▸ **Task goal**: Rescale the part of the listing that opens with the line containing "of the rear" and runs through the end of the listing, writing out only those lines, requests included, with every pin coordinate in the answers multiplied by 2.4 and rounded to the nearest whole number, halves rounded up.
──────── Source records ────────
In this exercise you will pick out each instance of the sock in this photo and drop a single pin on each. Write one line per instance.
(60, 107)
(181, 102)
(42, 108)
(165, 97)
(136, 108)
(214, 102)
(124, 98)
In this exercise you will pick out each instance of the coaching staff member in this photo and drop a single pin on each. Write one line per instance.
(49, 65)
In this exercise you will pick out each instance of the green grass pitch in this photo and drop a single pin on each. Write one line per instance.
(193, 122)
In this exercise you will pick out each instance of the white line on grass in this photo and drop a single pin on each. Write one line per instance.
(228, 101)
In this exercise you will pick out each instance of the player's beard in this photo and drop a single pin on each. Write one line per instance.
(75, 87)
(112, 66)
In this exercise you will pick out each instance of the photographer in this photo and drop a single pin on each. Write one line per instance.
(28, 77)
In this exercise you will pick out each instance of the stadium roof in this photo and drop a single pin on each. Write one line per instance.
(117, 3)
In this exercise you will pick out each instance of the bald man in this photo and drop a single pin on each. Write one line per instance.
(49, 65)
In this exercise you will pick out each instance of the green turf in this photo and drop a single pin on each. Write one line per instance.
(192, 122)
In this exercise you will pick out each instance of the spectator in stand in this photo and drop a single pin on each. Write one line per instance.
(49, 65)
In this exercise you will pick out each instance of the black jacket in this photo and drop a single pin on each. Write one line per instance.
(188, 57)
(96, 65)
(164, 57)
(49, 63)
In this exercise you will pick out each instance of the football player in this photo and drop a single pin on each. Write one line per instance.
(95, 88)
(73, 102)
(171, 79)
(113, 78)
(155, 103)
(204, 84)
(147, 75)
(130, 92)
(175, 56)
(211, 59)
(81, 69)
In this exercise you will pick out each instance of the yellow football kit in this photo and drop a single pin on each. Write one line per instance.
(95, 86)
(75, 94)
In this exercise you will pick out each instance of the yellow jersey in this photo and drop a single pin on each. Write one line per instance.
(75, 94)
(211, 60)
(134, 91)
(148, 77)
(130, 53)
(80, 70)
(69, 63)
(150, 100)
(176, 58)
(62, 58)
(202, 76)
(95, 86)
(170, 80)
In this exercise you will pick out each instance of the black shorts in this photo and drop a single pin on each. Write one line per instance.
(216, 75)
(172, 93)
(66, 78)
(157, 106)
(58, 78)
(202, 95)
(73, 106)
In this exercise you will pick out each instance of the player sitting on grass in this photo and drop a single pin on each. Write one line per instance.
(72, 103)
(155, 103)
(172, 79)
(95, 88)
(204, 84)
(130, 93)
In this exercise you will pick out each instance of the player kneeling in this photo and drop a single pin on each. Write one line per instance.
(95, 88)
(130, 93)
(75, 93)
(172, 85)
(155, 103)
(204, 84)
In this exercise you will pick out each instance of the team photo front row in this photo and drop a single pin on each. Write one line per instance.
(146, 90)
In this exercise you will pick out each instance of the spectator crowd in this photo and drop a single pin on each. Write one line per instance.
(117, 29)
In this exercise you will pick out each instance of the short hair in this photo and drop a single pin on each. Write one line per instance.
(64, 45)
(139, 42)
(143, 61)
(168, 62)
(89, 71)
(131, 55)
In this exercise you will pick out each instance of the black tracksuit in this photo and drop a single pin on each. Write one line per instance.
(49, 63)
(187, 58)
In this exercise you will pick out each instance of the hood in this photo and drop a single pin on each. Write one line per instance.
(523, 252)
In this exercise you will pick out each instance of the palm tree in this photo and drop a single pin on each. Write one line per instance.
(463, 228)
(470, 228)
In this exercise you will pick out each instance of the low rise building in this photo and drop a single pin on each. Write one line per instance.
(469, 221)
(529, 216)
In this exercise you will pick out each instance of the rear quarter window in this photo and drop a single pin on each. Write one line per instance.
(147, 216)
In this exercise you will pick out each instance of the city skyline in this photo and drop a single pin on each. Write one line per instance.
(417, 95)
────────
▸ **Exercise result**:
In this exercise you will pick out each instance of the rear quarter window in this photo and drop a single pin on each. Write one line per instance.
(353, 518)
In this exercise you will pick out each instance of the city skyline in this photo and drop a single pin on each. Write one line per instance.
(1001, 228)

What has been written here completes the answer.